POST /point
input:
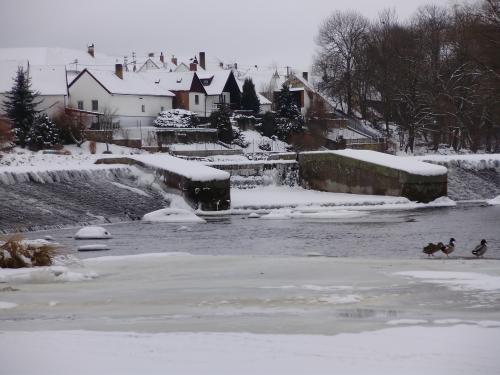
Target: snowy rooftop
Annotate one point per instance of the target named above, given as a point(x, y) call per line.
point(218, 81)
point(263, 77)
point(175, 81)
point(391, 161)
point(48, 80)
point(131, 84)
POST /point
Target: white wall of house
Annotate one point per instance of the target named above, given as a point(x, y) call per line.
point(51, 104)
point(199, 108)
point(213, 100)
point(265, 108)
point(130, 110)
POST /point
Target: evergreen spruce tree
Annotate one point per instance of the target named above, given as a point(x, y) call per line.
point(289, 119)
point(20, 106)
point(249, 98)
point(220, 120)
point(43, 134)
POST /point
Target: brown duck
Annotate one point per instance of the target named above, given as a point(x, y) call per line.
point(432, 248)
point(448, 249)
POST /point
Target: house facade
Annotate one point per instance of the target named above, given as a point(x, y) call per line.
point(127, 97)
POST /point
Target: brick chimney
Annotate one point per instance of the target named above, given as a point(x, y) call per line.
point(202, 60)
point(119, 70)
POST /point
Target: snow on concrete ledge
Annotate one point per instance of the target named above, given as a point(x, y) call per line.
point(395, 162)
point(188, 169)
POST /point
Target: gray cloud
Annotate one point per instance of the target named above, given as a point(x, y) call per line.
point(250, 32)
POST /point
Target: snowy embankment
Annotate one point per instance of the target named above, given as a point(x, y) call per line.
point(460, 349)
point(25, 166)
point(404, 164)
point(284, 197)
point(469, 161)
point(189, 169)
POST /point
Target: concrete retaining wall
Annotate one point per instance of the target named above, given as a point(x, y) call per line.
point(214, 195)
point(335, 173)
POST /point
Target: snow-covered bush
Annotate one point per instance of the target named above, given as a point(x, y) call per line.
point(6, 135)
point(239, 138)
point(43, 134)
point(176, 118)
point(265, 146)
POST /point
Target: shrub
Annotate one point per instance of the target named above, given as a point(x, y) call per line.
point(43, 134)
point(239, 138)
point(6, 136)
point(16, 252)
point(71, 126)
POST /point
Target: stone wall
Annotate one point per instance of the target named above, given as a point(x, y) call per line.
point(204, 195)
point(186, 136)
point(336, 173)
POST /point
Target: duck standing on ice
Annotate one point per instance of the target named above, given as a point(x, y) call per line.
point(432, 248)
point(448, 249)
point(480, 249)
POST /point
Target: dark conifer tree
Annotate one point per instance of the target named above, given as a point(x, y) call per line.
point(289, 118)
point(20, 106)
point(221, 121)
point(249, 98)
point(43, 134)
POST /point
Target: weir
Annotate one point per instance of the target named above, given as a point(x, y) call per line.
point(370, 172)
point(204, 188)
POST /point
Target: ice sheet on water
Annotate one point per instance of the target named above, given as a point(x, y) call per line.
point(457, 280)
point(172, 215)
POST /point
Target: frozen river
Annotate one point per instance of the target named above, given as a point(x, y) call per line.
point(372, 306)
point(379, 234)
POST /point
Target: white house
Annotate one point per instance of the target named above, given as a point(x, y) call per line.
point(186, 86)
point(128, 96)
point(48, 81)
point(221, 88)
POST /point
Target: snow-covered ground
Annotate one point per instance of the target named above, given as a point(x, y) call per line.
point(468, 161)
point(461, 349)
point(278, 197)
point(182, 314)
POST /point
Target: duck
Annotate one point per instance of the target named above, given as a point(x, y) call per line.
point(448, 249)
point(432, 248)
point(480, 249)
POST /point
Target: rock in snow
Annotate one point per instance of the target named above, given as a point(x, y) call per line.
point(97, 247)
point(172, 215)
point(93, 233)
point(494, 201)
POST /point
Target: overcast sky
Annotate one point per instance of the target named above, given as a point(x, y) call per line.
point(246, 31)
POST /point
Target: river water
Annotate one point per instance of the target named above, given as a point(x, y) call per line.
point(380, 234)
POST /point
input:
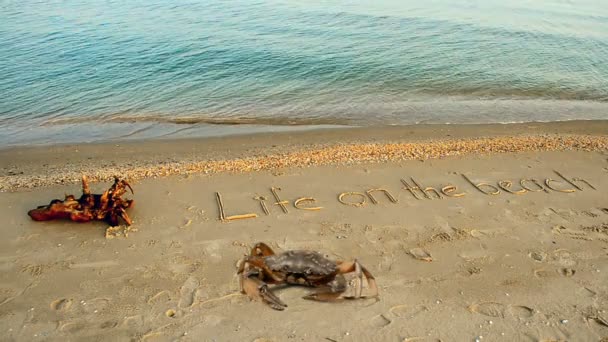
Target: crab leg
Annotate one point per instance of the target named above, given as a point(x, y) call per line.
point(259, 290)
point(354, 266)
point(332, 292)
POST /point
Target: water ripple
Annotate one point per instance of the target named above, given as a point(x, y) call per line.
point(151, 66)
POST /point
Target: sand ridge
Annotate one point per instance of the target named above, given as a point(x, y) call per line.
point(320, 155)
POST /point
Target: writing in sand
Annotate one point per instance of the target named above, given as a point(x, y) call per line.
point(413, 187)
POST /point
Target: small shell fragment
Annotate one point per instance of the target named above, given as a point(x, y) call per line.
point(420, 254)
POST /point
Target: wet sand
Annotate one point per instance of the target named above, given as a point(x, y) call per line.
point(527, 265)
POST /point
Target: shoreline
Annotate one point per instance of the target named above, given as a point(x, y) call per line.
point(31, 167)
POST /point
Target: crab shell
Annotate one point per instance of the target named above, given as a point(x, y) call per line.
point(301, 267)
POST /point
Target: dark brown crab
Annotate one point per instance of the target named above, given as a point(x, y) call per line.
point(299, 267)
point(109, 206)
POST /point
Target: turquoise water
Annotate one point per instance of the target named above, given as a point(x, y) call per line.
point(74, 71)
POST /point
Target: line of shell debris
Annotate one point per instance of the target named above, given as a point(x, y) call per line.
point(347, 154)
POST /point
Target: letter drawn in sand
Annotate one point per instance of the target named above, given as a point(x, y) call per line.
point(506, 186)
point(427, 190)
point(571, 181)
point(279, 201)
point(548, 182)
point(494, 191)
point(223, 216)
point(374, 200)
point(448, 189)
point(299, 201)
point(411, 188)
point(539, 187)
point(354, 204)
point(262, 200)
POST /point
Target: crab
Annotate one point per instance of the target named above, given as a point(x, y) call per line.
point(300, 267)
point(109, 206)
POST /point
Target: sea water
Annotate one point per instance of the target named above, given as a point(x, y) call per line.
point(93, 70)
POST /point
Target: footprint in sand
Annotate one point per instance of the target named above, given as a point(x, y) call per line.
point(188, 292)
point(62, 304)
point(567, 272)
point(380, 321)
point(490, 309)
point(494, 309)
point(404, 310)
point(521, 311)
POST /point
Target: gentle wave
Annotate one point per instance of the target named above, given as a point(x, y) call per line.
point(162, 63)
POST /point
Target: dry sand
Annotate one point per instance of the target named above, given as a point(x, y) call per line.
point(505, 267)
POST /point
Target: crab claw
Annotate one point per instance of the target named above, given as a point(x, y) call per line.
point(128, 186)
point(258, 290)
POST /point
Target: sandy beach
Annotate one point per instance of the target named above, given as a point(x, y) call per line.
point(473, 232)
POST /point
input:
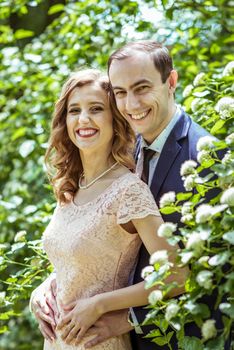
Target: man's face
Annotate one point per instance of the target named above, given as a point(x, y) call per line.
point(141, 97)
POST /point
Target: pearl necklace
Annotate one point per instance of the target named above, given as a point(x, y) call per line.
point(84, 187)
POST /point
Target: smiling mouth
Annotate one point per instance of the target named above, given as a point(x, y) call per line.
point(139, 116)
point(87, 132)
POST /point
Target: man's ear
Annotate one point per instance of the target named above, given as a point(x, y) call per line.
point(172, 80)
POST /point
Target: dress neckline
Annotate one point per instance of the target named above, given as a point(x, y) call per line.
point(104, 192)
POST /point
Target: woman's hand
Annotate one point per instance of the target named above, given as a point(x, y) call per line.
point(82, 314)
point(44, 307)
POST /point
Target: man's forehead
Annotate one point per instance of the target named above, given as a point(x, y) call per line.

## Exercise objective:
Resize the listing from its start through the line that contains "point(265, 146)", writing every line again with requests included and each point coordinate in the answers multiplied by 1.2 and rounded to a whole number, halves up. Leave the pictures out.

## Reply to the exercise:
POST /point
input:
Target: snowy rooftop
Annotate one point per instance of the target named above, given as a point(x, y) call per line.
point(262, 97)
point(316, 92)
point(210, 97)
point(469, 193)
point(58, 96)
point(157, 101)
POST /point
Target: white wall of house
Annotate one point per instance of the target named above, given as a point(x, y) call per line.
point(61, 125)
point(239, 130)
point(256, 120)
point(318, 130)
point(156, 132)
POST /point
Target: evergreen spruce tree
Annotate one point per instance of the target named above, given as a point(x, y) call per line.
point(347, 143)
point(24, 127)
point(299, 118)
point(264, 144)
point(52, 161)
POST /point
Target: brown duck
Annotate one point per instance of the target named above, given as a point(x, y) call per line.
point(518, 298)
point(538, 299)
POST /point
Target: house facade
Annotate one point per instance of the target named above, given as a point(x, y) call per line.
point(152, 116)
POST /point
Target: brick chimney
Annotate one point per instance of the target named above, given as a point(x, y) call per line.
point(242, 72)
point(143, 84)
POST /point
Target: snow on concrete ledge
Annotate one point per instance of the target named above, given as a point(x, y) call per line.
point(474, 194)
point(226, 203)
POST /point
Target: gray cloud
Annotate one point per instance of the target named above, given as a point(x, y) call per line.
point(300, 38)
POST /point
Target: snowy embankment
Annotate one point per instance of the target named above, given as a point(x, y) call per line.
point(552, 419)
point(30, 199)
point(485, 197)
point(341, 236)
point(563, 193)
point(227, 203)
POST /point
Target: concrete retaining wall
Annotate one point per instance of the target named above, given as a point(x, y) call per line.
point(257, 234)
point(402, 208)
POST /point
Target: snow-covered bush
Annotate one point per instance of the target named above, given as a point(x, y) call per line.
point(7, 162)
point(287, 166)
point(52, 161)
point(211, 142)
point(318, 175)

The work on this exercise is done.